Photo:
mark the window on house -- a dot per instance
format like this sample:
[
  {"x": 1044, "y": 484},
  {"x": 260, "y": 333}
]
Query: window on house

--

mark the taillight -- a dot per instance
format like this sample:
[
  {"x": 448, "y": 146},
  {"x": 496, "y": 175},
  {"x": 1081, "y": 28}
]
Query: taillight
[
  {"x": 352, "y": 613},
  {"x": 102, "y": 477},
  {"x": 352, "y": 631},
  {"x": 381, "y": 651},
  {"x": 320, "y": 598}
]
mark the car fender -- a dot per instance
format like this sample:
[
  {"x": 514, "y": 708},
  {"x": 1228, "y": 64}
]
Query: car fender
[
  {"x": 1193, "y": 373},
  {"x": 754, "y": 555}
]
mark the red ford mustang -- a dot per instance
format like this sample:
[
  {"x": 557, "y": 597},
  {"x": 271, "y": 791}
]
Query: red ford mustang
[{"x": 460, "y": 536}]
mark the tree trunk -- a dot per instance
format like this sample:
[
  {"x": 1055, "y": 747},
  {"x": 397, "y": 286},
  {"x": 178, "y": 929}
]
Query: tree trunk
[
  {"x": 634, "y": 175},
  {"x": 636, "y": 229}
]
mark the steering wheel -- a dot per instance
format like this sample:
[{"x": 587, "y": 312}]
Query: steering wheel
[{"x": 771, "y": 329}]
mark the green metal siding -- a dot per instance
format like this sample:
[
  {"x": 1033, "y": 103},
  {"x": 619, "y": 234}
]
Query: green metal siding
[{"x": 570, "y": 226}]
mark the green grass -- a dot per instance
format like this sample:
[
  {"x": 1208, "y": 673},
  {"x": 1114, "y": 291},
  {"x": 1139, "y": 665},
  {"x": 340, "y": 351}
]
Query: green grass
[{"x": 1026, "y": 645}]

---

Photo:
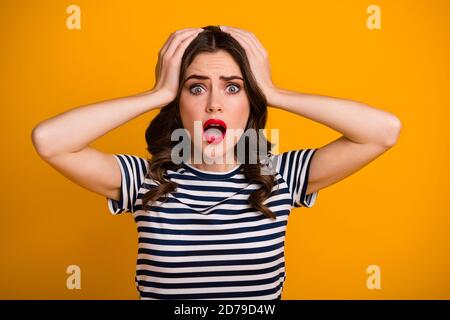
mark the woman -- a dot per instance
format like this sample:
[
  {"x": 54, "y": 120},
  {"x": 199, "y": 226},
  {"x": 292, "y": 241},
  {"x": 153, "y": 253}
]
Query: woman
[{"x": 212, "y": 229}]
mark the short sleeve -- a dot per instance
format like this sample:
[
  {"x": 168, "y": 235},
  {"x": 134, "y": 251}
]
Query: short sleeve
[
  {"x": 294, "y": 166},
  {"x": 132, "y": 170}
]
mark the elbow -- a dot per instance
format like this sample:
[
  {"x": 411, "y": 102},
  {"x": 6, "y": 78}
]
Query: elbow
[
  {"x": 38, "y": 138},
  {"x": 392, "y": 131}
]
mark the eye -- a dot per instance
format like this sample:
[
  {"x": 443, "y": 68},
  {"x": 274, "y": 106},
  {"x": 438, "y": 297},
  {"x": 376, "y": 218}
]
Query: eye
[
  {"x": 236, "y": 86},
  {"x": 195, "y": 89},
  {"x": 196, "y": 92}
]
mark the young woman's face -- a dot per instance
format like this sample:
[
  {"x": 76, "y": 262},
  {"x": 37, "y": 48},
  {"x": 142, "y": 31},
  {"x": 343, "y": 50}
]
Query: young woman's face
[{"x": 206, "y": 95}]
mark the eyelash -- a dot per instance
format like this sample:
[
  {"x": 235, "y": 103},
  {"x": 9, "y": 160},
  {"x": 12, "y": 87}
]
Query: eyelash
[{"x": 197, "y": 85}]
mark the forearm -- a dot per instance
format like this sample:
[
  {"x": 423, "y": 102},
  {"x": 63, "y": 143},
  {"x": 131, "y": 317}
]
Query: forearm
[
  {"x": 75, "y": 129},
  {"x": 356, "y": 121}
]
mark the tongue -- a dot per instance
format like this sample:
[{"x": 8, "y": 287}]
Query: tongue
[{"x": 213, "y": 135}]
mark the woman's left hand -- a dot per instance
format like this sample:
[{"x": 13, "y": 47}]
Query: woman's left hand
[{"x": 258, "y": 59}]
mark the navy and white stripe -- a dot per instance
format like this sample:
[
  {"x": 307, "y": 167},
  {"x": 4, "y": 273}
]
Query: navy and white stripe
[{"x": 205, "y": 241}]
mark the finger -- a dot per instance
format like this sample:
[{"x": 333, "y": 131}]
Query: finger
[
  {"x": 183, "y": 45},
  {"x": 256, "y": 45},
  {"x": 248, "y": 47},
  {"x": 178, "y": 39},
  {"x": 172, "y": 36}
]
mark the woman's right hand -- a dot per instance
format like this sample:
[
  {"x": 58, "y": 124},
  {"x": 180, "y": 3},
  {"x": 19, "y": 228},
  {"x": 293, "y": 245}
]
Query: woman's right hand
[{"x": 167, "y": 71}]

▶ **TASK ITEM**
Take each line of the material above that holds the string "window" and copy it.

▶ **EXERCISE SOLUTION**
mark the window on house -- a dot per instance
Query: window on house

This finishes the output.